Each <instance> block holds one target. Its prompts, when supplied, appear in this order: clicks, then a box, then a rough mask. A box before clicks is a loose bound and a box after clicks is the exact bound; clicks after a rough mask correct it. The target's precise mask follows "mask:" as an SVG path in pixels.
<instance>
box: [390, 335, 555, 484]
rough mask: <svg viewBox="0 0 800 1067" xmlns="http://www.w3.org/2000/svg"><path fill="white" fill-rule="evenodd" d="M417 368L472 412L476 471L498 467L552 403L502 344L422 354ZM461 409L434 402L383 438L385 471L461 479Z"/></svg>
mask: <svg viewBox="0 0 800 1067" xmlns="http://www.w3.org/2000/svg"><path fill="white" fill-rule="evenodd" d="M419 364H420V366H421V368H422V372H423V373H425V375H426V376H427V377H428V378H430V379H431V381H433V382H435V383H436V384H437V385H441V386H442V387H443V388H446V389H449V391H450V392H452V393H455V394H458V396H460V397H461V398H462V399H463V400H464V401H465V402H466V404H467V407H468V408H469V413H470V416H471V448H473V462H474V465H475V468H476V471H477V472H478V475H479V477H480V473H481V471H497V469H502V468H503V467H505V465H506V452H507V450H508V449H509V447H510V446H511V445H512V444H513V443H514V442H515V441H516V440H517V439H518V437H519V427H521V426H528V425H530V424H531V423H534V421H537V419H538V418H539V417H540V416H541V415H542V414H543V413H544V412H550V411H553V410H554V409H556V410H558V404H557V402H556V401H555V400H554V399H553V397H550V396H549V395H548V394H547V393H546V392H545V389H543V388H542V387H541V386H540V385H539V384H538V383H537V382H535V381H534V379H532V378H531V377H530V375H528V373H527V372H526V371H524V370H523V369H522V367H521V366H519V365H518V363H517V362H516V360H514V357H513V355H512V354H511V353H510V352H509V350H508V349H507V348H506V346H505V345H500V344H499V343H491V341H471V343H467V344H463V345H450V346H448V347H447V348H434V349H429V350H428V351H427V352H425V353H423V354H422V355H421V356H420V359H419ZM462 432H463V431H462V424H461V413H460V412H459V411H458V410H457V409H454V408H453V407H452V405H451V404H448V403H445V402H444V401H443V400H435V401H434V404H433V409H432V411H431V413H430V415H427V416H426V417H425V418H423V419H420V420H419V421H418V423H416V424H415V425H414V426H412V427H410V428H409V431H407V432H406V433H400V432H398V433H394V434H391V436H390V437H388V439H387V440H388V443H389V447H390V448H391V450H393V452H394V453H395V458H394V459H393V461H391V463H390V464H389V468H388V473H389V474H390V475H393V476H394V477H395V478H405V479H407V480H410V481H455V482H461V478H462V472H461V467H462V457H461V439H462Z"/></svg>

= = = = =

How to complete this task | Can you reproduce all of the data above verbatim, with every line unchanged?

Solution for this task |
Each <instance> block holds one target. Its prompts, when supplied, appear in this order: clicks, then a box, then a rough mask. A box before clicks is a loose bound and a box after clicks is the exact bound; clicks after a rough mask correct it. The target's precise mask follows "mask:" as an SVG path in pixels.
<instance>
box: [390, 335, 555, 484]
rough mask: <svg viewBox="0 0 800 1067" xmlns="http://www.w3.org/2000/svg"><path fill="white" fill-rule="evenodd" d="M417 368L472 412L476 471L498 467L552 403L502 344L422 354ZM461 409L434 402L383 438L385 471L461 479Z"/></svg>
mask: <svg viewBox="0 0 800 1067" xmlns="http://www.w3.org/2000/svg"><path fill="white" fill-rule="evenodd" d="M419 364H420V366H421V368H422V372H423V373H425V375H426V376H427V377H428V378H430V379H431V381H433V382H435V383H436V384H437V385H441V386H442V387H443V388H446V389H449V391H450V392H452V393H455V394H458V396H460V397H461V398H462V399H463V400H464V401H465V402H466V404H467V407H468V408H469V413H470V416H471V448H473V462H474V465H475V468H476V471H477V472H478V475H479V477H480V473H481V471H497V469H502V468H503V467H505V465H506V452H507V450H508V449H509V447H510V446H511V445H512V444H513V443H514V442H515V441H516V440H517V439H518V437H519V427H521V426H528V425H530V424H531V423H534V421H537V419H538V418H539V417H540V416H541V415H542V414H543V413H544V412H550V411H553V410H554V409H556V410H558V404H557V402H556V401H555V400H554V399H553V397H550V396H549V395H548V394H547V393H546V392H545V389H543V388H542V387H541V386H540V385H539V384H538V383H537V382H535V381H534V379H532V378H531V377H530V375H528V373H527V372H526V371H524V370H523V369H522V367H521V366H519V365H518V363H517V362H516V360H514V357H513V355H512V354H511V353H510V352H509V350H508V349H507V348H506V346H505V345H500V344H499V343H491V341H471V343H467V344H463V345H450V346H448V347H447V348H434V349H429V350H428V351H427V352H425V353H423V354H422V355H421V356H420V359H419ZM462 432H463V431H462V424H461V413H460V412H459V411H458V410H457V409H454V408H453V407H452V405H451V404H448V403H445V402H444V401H443V400H435V401H434V404H433V409H432V411H431V413H430V415H427V416H426V417H425V418H423V419H420V420H419V421H418V423H416V424H415V425H414V426H412V427H410V428H409V431H407V432H406V433H400V432H398V433H394V434H391V436H390V437H388V439H387V440H388V443H389V447H390V448H391V450H393V452H394V453H395V458H394V459H393V461H391V463H390V464H389V468H388V473H389V474H390V475H393V476H394V477H395V478H405V479H407V480H410V481H455V482H461V478H462V472H461V467H462V457H461V439H462Z"/></svg>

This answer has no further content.